++++ DATA ++++
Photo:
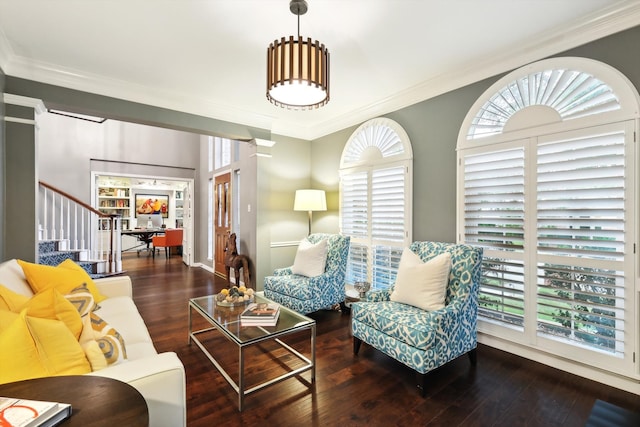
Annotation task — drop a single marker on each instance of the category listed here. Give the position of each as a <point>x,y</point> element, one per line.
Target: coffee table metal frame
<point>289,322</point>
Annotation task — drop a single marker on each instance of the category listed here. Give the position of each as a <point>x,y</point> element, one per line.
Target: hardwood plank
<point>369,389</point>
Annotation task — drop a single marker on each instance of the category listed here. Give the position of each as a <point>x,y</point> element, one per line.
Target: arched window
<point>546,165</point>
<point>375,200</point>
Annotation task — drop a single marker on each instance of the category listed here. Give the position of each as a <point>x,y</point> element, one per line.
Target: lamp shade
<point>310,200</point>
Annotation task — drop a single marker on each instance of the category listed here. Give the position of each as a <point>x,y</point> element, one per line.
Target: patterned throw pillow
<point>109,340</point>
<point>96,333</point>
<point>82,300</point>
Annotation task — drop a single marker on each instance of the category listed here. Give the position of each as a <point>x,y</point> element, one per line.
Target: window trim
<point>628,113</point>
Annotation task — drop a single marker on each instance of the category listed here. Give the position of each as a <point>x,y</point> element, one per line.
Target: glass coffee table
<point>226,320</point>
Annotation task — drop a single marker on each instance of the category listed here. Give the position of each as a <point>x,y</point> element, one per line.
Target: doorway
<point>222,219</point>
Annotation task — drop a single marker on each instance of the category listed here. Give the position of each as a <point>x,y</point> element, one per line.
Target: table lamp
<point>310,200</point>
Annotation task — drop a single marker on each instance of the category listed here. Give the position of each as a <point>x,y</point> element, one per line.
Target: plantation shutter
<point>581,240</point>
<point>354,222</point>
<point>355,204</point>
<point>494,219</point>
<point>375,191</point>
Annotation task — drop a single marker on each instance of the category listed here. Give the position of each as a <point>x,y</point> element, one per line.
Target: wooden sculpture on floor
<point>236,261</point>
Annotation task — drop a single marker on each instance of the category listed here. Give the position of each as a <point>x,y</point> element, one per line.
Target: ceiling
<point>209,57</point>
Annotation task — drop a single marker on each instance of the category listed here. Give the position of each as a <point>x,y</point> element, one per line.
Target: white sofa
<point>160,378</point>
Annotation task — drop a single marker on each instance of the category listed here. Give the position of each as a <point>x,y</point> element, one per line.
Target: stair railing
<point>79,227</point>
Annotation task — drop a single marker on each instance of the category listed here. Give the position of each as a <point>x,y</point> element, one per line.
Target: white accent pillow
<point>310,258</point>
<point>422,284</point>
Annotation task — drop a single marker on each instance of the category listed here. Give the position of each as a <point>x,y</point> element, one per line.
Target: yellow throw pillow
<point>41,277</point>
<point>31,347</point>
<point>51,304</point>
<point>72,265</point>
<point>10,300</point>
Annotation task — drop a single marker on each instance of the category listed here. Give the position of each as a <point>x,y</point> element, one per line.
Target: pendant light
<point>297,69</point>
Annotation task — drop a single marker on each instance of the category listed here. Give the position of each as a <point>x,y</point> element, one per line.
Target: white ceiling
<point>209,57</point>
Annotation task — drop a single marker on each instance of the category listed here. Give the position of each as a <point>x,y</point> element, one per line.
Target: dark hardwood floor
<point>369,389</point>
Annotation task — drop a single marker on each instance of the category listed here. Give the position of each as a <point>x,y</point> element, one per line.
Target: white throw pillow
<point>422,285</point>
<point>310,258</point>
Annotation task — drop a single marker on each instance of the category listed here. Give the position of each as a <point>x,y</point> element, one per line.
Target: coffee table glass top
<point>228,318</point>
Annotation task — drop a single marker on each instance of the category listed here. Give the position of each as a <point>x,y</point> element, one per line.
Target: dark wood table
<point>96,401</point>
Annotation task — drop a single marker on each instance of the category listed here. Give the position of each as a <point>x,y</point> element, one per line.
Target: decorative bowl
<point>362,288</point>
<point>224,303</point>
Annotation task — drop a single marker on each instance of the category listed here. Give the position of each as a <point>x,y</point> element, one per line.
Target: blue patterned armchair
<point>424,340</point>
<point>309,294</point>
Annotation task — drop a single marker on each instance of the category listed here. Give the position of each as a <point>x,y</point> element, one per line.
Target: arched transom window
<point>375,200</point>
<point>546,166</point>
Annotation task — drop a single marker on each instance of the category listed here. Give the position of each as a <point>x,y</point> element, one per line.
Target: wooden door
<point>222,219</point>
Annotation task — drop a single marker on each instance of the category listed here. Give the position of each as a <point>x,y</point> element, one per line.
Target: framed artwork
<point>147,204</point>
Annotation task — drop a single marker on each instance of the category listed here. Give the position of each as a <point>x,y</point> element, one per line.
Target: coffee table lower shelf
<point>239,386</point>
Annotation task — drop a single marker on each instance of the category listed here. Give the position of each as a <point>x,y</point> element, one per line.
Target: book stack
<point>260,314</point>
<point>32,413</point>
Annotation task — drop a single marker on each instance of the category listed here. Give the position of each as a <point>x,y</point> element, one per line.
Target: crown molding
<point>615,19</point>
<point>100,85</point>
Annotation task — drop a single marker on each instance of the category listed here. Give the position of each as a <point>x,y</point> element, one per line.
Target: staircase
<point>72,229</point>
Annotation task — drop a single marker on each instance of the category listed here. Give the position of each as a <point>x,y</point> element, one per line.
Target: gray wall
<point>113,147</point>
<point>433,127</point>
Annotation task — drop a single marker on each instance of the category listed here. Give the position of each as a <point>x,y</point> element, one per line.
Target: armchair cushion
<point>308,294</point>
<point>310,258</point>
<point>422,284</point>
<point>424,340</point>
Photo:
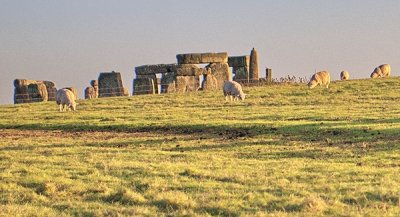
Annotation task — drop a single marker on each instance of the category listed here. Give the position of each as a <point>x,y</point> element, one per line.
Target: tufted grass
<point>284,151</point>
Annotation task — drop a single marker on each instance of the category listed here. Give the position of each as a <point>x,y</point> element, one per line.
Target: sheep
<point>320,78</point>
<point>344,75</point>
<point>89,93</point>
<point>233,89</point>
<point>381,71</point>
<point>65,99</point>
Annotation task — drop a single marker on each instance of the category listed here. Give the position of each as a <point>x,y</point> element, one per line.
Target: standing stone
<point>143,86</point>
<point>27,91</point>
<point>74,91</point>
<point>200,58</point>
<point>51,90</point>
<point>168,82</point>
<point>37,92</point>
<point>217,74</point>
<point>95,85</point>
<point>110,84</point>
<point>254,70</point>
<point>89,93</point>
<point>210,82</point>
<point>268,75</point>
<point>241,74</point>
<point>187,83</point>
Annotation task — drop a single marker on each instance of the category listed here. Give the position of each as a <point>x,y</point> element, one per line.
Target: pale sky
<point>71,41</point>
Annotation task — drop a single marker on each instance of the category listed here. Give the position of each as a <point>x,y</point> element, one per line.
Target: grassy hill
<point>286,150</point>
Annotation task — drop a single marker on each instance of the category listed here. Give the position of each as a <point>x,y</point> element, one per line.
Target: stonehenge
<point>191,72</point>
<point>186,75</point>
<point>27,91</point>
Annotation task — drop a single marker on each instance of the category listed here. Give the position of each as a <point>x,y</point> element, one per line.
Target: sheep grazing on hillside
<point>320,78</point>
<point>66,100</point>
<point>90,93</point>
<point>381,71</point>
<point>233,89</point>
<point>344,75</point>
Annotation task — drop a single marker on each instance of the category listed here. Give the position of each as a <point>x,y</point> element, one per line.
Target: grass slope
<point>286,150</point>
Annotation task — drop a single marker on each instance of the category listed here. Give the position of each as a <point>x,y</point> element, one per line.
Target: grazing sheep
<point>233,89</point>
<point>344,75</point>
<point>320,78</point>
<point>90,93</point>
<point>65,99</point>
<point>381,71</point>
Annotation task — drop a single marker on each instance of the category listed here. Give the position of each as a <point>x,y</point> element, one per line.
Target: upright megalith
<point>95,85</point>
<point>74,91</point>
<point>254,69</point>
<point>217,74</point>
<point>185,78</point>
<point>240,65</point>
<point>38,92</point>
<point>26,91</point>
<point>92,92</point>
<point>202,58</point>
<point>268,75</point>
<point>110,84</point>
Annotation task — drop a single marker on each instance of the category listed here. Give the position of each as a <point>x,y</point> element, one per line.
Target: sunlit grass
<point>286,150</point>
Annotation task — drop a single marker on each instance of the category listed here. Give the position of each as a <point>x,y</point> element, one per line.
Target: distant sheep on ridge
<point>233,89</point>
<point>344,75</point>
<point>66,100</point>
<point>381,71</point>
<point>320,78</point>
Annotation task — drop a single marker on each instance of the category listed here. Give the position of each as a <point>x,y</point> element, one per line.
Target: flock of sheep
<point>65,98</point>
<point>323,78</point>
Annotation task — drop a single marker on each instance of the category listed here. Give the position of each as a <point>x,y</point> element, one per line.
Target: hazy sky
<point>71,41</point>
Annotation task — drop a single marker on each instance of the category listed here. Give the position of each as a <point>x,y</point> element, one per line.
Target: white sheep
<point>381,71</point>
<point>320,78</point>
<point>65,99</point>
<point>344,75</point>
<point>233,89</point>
++++
Lay out the rows above as a JSON list of strings, one string per line with blank lines skipped, from the very first line through the line that contains "<point>226,320</point>", including both. Leave the pictures out of the answer.

[
  "Photo:",
  "Annotation task — drop a single marker on each instance of the category listed here. Give the position of each as a <point>x,y</point> element, one per line.",
  "Target: coffee table metal frame",
  "<point>289,322</point>",
  "Annotation task — drop a single marker on each instance of the category listed here. Give the position of each as a <point>x,y</point> element, one per line.",
  "Target: hardwood plank",
  "<point>369,389</point>",
  "Annotation task — drop a single marker on each instance of the category listed here. Give the position of each as a <point>x,y</point> element, one per line.",
  "Target: arched window",
  "<point>546,165</point>",
  "<point>375,200</point>",
  "Annotation task — drop a single marker on each instance of the category listed here. Give the position of each as a <point>x,y</point> element, one per line.",
  "Target: lamp shade",
  "<point>310,200</point>",
  "Annotation task — drop a single marker on each instance of the category listed here. Give the position of each as a <point>x,y</point> element, one per line.",
  "Target: patterned throw pillow",
  "<point>109,340</point>",
  "<point>96,333</point>",
  "<point>82,300</point>",
  "Annotation task — drop a single marker on each instance of the category listed here. Give the position of each as a <point>x,y</point> element, one per line.",
  "Target: window trim",
  "<point>628,113</point>",
  "Annotation task — drop a single marker on each instance of the category listed here. Give the position of each as a <point>x,y</point> element, one per line.",
  "Target: glass coffee table",
  "<point>226,320</point>"
]